— PROMPT —
All lines from the entries below that contain the string "grass" should be copied out.

— STUDY MATERIAL —
::::::::
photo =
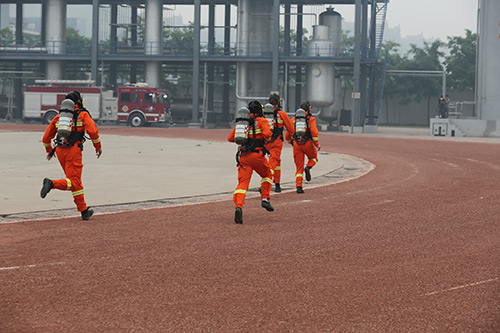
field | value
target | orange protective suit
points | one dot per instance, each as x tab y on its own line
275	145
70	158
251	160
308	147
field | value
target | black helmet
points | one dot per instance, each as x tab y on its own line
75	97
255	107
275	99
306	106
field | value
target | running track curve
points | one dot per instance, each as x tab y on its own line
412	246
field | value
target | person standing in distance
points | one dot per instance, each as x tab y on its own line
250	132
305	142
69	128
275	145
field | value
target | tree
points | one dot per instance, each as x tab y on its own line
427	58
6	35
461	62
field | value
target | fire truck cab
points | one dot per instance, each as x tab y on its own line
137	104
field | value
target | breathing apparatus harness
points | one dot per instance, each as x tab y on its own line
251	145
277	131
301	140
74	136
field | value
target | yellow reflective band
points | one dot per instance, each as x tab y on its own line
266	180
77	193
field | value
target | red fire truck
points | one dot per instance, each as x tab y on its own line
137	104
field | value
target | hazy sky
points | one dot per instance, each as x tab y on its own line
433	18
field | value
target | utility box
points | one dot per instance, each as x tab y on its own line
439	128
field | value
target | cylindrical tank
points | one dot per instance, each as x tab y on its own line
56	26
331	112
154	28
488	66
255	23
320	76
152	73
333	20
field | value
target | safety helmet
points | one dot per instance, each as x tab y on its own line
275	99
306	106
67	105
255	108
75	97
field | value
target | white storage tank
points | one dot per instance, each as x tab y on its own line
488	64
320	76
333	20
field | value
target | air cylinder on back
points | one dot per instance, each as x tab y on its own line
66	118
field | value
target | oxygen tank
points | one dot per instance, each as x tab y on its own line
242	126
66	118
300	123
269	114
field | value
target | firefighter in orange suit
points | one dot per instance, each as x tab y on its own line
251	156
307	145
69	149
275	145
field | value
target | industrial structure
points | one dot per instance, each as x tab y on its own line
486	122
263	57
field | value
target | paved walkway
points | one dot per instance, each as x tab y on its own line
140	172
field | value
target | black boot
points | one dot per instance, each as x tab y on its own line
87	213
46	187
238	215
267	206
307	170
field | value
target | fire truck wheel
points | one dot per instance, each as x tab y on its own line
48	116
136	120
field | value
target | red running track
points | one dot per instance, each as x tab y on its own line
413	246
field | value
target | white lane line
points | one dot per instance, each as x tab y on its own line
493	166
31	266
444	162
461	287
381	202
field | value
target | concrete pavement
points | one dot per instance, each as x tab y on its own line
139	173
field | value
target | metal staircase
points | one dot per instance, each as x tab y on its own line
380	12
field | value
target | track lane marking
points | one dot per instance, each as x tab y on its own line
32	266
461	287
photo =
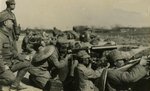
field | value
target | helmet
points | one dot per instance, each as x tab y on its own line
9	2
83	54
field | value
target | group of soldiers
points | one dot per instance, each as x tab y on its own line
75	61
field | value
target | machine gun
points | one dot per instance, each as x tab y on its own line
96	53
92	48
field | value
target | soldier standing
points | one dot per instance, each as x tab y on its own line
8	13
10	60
::::::::
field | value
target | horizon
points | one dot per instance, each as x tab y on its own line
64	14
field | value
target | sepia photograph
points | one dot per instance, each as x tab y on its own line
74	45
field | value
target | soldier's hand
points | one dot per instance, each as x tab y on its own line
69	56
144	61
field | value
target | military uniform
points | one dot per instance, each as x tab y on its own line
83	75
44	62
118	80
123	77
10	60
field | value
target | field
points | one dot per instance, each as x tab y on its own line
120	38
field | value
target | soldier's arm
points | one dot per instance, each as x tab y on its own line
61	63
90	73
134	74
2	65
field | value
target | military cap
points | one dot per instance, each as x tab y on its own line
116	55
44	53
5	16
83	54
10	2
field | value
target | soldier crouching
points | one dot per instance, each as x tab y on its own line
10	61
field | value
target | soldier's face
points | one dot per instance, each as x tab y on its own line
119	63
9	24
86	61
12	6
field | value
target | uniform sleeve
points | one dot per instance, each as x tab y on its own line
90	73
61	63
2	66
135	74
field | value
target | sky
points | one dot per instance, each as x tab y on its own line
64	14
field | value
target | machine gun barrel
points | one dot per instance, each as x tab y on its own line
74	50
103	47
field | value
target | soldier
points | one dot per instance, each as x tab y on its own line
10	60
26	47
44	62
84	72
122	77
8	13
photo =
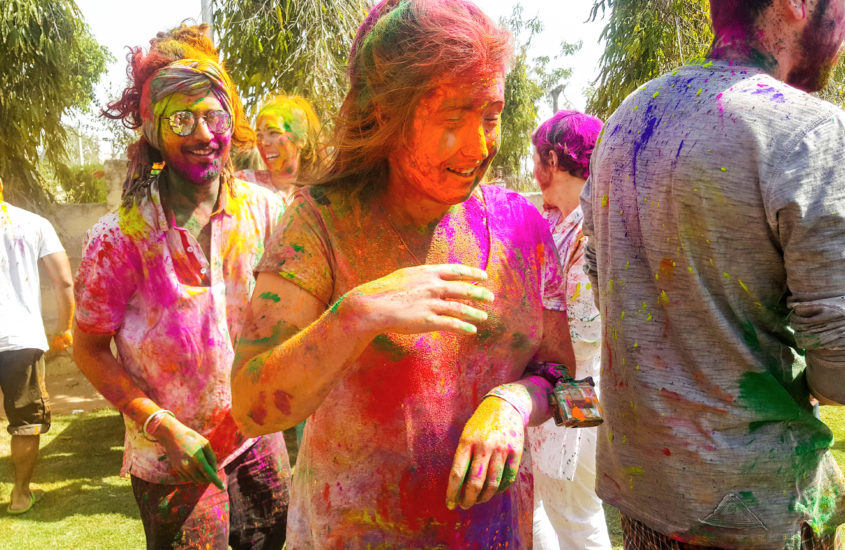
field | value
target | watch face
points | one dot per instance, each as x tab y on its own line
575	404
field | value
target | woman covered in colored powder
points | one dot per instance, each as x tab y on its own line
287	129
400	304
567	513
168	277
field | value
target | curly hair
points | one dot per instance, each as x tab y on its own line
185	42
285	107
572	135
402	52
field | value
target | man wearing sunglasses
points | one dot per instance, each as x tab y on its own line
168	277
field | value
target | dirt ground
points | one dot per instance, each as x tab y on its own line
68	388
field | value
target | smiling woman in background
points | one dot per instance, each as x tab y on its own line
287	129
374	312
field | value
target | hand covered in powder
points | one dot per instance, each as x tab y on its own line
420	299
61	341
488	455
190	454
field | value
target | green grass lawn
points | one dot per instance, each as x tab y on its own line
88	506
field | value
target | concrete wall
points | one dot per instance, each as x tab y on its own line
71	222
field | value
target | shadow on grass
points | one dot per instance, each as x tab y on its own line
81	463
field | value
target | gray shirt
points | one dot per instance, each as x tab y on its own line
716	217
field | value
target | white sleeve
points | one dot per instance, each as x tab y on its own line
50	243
::::::::
— OUTPUT OF THE TASK —
target | green grass lawn
target | shadow on grass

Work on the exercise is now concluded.